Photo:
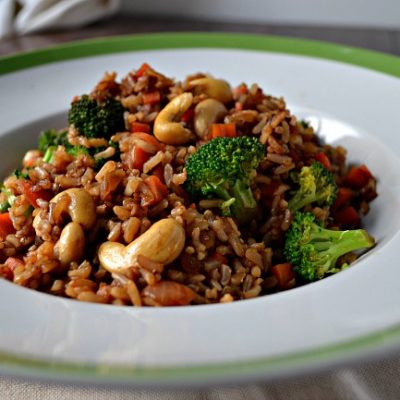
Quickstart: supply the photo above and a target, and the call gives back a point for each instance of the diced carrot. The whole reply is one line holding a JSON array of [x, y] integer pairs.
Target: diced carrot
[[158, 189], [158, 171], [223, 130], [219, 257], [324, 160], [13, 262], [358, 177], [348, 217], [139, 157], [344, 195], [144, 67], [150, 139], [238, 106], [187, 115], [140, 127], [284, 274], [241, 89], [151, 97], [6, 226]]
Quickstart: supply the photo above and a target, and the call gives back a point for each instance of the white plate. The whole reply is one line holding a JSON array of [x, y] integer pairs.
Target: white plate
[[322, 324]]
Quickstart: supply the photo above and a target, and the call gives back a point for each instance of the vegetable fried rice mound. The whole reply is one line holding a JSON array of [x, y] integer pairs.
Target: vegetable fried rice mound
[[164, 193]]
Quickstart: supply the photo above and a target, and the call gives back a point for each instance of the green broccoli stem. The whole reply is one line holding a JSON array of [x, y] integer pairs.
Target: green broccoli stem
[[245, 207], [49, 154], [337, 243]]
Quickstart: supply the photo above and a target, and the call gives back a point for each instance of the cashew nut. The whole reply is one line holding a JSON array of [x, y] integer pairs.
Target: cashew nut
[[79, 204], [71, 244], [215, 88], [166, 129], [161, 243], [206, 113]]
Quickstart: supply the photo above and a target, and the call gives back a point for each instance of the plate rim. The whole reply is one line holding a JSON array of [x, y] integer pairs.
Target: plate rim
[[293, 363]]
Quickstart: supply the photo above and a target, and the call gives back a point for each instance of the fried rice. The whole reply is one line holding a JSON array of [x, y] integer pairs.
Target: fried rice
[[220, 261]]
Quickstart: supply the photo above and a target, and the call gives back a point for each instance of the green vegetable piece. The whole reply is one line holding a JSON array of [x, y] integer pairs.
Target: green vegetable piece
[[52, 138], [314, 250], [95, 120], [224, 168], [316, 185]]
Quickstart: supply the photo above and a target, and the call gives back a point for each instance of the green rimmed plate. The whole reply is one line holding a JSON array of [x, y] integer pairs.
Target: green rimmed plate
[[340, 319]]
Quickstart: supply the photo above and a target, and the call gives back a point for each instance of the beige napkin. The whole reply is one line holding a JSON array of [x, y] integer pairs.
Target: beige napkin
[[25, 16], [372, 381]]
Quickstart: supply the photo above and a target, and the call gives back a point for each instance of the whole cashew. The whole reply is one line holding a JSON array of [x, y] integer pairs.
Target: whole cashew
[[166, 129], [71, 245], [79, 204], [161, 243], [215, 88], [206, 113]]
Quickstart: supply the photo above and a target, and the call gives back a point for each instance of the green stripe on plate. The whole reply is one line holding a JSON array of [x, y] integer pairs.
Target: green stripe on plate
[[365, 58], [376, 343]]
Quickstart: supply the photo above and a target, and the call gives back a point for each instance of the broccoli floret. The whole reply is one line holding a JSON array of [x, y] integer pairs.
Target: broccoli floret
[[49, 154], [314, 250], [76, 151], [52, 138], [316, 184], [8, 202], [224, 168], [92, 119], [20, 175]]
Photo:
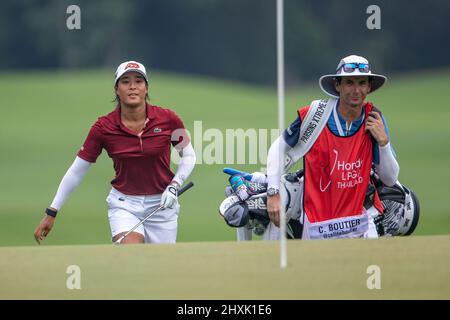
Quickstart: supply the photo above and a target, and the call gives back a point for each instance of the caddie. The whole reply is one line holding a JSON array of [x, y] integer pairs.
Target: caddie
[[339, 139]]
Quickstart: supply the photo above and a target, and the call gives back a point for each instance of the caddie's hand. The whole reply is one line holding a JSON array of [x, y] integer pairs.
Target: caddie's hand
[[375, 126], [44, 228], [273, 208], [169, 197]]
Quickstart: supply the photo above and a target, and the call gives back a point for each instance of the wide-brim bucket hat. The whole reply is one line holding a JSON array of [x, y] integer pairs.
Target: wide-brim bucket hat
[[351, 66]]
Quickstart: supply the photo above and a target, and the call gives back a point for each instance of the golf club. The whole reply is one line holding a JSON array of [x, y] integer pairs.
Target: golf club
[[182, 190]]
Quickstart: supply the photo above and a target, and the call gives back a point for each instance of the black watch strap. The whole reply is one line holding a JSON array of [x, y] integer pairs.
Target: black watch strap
--
# [Task brief]
Rewrite all of the data above with "integer pairs" changed to "whole-number pairs" and everything else left as it is. Leave out the pictures.

# [Response]
Photo:
Quickstart: supply the photo above and a target, and the call gives back a point for each instance of the diced carrot. The whole reply is one line holding a JSON array of [x, y] whole-number pairs.
Target: diced carrot
[[158, 189], [158, 171], [223, 130], [219, 257], [324, 160], [13, 262], [358, 177], [348, 217], [139, 157], [344, 195], [144, 67], [150, 139], [238, 106], [187, 115], [140, 127], [284, 274], [241, 89], [151, 97], [6, 226]]
Quickstart: supply the photo above and a target, and the call gives back a point for each instance of the white plate. The whole reply is one line holding a JSON array of [x, y] whole-number pairs.
Target: white plate
[[322, 324]]
Quickstart: supply the photo above and a target, and the call gives back a point for each instance of the vegetable fried rice mound. The whole reply is one line holding a JSON array of [x, y] whole-number pairs.
Target: vegetable fried rice mound
[[164, 193]]
Quickstart: supply the photo above and a target, and the call gives back a point for each instance of the green broccoli stem. The whole reply is one line holding a JSON array of [x, y] whole-number pairs.
Target: green broccoli stem
[[245, 207], [49, 154], [337, 243]]
Quickstart: supply the photo above and a target, and the call gives back a point for each instance of the cashew nut. The whole reply is one line holding a JSON array of [x, y] whole-number pairs.
Target: cashew nut
[[79, 204], [71, 244], [215, 88], [166, 129], [161, 243], [206, 113]]
Quickstart: supply the photo above and a target, and the call gives back a point for each instance of the plate rim. The whole reply is one line holding a JSON array of [x, y] whole-number pairs.
Target: plate rim
[[293, 363]]
Quickstart: supply the photo above and a target, and the call gives back a point for each instance of the fried rice. The whole reply is one line holding a JSON array of [x, y] whole-number pairs.
Target: fried rice
[[220, 261]]
Quickstart: supply the photo above and a target, and the call gives back a point for each instance of the green vegetable piece. The whole reply is one line holding a JSON array of [x, y] whole-number pairs.
Target: green vegetable piece
[[52, 138], [314, 250], [95, 120], [224, 168], [316, 185]]
Quickstart: supply the photo above and a target, and the call gives back a point for each instance of the green rimmed plate. The whole reply is one line holding a JSON array of [x, y] whole-number pairs.
Target: green rimmed plate
[[340, 319]]
Quickstart: supply the photo above and a target, and the call gives back a point for each instance of the beige napkin. The whole reply is one line holding a JSON array of [x, y] whole-number pairs.
Target: beige napkin
[[25, 16], [372, 381]]
Quickstart: supply the photo above and a target, and the call gives back a point for each instance of the whole cashew. The whole reply is one line holding a JSON array of [x, y] whole-number pairs.
Target: whole cashew
[[166, 129], [71, 245], [79, 204], [161, 243], [215, 88], [206, 113]]
Quickstart: supply the photo above and a target, and the call gives back a point for each instance of the green stripe on plate. The whole reply is one line holding a JSON array of [x, y] whole-number pairs.
Target: green stripe on plate
[[365, 58], [376, 343]]
Quickstart: supply the photo above and a target, and the call gives back a point for each instance of the broccoli floret. The whole reply is one line holding a JSON array of [x, y] whole-number pairs.
Target: broccoli floret
[[49, 154], [314, 250], [76, 151], [52, 138], [316, 184], [8, 202], [224, 168], [92, 119], [20, 175]]
Photo:
Quickstart: supply the photo above and a target, and the call gives back a point for each instance of the caddie. The whole reply is one line holding a JSON array of [x, y] whole-number pairs.
Target: caddie
[[339, 139]]
Quickstart: supply the photo above and a target, and the call gives back a point for each instance of the caddie's hand. The whole reply is one line holding a JSON array of [x, y] whole-number pairs.
Target: caddie's hand
[[375, 126], [44, 228], [273, 208], [169, 197]]
Quickstart: supply the photo above and a target, and the call gives back a point for each instance of the wide-brim bucket hat. The whole reply is one line holding a JSON array of [x, y] whole-number pairs.
Target: wide-brim bucket hat
[[351, 66]]
Quickstart: supply the photo above and a target, and the call gives back a point for each instance of the golf club. The whole reply is one line holding a JSON array of [x, y] whole-number pairs.
Target: golf club
[[182, 190]]
Quickstart: supply the photo above and a target, and the call gives back a point for each instance of the black watch strap. The whole reply is one line holding a JSON array of [x, y] whole-number pairs.
Target: black watch strap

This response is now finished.